--- Available records ---

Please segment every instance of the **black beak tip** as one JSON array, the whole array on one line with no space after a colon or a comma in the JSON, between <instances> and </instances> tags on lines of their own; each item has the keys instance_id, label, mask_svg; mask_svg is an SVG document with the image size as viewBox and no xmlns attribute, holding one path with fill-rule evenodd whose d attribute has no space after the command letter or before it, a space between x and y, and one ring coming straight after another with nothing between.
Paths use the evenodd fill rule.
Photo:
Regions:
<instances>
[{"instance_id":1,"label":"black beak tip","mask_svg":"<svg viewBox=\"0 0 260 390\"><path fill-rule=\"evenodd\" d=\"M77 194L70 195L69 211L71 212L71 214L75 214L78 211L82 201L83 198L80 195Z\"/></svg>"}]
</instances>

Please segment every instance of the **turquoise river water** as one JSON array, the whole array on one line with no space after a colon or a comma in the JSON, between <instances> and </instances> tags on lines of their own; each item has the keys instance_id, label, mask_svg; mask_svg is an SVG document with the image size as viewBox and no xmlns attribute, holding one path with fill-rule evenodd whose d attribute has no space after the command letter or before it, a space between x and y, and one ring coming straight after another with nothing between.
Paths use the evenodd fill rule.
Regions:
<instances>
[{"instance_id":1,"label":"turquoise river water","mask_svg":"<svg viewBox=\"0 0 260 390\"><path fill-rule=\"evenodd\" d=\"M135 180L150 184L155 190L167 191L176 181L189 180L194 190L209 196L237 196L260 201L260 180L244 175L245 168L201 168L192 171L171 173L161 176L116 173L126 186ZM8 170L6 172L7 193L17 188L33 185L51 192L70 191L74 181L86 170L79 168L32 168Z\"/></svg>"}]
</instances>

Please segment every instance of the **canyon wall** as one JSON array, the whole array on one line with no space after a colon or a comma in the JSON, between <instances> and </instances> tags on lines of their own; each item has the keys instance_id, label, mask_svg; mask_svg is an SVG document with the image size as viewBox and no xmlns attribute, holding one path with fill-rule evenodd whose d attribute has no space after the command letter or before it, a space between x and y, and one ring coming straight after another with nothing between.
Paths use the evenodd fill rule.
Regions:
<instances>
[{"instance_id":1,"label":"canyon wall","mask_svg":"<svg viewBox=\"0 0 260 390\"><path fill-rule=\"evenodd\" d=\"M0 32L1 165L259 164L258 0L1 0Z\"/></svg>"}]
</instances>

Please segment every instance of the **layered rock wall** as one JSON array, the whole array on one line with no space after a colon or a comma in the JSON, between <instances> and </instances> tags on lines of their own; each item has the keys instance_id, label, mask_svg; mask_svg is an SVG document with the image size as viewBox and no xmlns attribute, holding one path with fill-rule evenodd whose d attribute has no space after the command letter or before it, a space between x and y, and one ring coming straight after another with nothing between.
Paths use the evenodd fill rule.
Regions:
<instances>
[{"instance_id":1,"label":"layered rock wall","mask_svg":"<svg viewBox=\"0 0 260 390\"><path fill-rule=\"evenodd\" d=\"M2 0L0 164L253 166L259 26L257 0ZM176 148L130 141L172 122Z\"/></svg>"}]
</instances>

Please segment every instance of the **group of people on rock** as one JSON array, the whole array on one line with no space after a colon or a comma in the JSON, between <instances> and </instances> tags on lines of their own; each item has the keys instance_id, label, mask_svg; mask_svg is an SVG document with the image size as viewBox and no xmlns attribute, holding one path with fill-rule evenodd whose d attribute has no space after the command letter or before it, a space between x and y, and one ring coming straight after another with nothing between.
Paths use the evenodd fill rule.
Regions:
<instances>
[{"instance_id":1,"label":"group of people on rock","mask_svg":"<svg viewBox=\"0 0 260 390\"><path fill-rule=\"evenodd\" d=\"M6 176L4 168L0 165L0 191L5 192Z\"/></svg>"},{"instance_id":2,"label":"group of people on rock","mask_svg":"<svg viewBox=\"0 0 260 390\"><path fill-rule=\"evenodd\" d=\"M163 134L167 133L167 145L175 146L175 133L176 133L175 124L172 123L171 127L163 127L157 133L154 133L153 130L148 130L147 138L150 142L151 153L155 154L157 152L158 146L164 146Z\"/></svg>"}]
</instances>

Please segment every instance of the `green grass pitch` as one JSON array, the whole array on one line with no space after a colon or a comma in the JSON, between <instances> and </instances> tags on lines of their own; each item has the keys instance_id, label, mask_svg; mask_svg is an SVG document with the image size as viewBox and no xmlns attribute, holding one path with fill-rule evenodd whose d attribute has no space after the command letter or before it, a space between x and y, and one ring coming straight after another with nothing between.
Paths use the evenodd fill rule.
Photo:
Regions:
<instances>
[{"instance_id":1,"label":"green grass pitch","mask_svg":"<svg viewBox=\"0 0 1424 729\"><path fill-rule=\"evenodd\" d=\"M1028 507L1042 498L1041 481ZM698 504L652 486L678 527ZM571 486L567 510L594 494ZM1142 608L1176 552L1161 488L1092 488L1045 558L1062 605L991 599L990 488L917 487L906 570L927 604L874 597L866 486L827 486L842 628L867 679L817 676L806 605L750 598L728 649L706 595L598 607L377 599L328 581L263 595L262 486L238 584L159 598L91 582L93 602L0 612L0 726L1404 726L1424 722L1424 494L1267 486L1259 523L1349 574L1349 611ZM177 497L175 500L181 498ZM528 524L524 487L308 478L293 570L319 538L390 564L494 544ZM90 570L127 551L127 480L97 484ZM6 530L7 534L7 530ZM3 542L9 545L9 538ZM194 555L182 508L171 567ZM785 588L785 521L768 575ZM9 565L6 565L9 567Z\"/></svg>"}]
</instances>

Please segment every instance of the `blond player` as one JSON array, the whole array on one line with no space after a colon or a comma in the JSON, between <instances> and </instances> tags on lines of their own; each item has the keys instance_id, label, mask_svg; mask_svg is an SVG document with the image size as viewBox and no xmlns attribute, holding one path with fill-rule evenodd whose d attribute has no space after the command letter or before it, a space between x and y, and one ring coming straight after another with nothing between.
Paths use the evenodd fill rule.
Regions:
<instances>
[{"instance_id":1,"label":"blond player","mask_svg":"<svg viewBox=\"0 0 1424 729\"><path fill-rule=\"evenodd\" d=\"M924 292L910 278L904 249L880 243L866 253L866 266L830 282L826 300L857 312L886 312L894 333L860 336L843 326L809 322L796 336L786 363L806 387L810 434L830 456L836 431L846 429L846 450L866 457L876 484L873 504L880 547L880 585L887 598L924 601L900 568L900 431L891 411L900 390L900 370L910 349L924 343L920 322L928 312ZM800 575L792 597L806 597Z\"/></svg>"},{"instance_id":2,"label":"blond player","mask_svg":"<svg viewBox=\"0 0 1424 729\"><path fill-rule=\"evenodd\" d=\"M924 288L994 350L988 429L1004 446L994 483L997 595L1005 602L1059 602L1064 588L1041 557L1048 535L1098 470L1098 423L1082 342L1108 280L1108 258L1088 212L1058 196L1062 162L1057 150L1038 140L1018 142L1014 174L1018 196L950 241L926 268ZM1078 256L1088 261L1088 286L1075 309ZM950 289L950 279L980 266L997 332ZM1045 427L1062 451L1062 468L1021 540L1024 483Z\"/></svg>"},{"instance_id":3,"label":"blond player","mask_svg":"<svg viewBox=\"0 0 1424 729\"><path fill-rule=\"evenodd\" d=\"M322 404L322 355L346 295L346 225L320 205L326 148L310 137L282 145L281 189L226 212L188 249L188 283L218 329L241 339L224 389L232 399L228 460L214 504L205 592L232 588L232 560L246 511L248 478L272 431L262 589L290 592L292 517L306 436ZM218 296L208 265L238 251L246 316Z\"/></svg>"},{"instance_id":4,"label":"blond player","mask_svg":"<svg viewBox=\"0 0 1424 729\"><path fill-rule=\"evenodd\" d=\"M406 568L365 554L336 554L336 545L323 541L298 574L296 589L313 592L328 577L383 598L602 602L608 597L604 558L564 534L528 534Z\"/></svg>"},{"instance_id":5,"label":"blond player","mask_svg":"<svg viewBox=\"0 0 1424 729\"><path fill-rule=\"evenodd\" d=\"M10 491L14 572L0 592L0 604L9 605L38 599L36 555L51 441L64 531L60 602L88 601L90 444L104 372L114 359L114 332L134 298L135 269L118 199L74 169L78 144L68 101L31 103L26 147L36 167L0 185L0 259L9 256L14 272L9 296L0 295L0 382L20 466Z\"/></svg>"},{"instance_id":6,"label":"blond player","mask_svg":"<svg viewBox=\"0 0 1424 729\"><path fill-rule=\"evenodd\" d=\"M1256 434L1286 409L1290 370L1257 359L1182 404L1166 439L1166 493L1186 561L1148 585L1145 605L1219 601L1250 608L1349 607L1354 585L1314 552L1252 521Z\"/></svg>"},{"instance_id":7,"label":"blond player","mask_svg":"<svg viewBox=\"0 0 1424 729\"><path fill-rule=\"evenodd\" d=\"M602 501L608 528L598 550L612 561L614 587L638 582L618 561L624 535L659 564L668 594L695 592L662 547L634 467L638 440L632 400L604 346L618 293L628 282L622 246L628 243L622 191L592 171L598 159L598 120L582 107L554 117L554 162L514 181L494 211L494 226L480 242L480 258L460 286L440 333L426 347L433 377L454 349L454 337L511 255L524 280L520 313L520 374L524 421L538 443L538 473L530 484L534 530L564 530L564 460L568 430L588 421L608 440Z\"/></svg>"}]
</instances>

---

Exercise goal | Please locate every line in the data above that contains the word "pitch", treating uppercase and lowercase as different, and copy each of those lines.

Result of the task |
Please segment every instance of the `green grass pitch` as one JSON array, the whole array on one line with no space after a colon or a comma in the JSON, between <instances> and </instances> tags on lines of their own; each item has the keys instance_id, label, mask_svg; mask_svg is an SVG document with the image size as viewBox and no xmlns attribute, holding one path with fill-rule evenodd whose d attribute has no space after the command letter or before it, a space between x and y, and one ring coming straight after another with nothing between.
[{"instance_id":1,"label":"green grass pitch","mask_svg":"<svg viewBox=\"0 0 1424 729\"><path fill-rule=\"evenodd\" d=\"M1028 507L1042 498L1041 481ZM698 504L652 486L678 527ZM571 486L567 510L594 494ZM1142 608L1176 552L1161 488L1092 488L1045 558L1062 605L991 599L990 488L917 487L906 570L927 604L874 597L866 486L827 486L842 628L867 679L817 676L806 605L750 598L728 649L706 595L598 607L377 599L328 581L263 595L262 486L238 584L159 598L91 582L93 602L0 612L0 726L1404 726L1424 722L1424 494L1267 486L1259 523L1349 574L1349 611ZM177 497L175 500L181 498ZM528 524L524 487L308 478L293 570L319 538L390 564L494 544ZM90 570L127 551L127 480L97 484ZM6 530L7 534L7 530ZM3 542L9 545L9 538ZM194 555L182 508L171 567ZM785 588L785 521L768 575ZM9 565L6 565L9 567Z\"/></svg>"}]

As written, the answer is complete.